━━━ Dataset content ━━━

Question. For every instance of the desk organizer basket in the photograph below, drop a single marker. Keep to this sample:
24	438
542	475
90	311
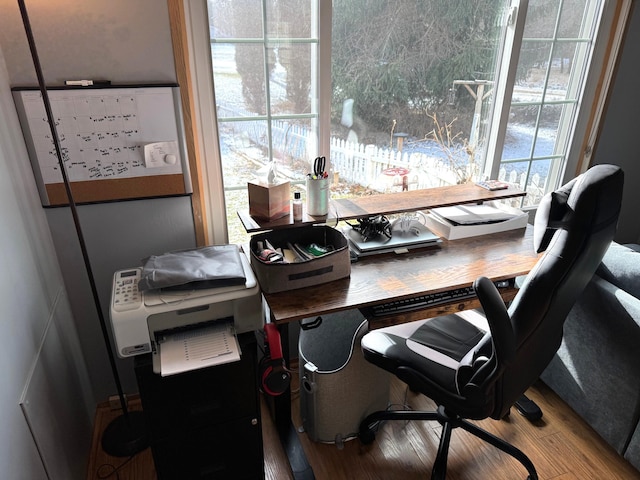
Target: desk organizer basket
279	277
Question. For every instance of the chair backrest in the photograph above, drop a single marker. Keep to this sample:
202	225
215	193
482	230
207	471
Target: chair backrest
575	225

━━━

> **What you should do**
Transcribe every line in the entries above, taking out only the images.

> **Answer to this problem**
Question. For every instance of the desk organizer basket in the photograph below, drop a single marker. Keep to this sample:
24	438
542	475
90	311
Target: desk organizer basket
279	277
Question. For every instance of the chair backrest in the photograph above, drop a single marker. Keep to this sample:
202	225
215	193
482	230
207	471
Target: chair backrest
575	225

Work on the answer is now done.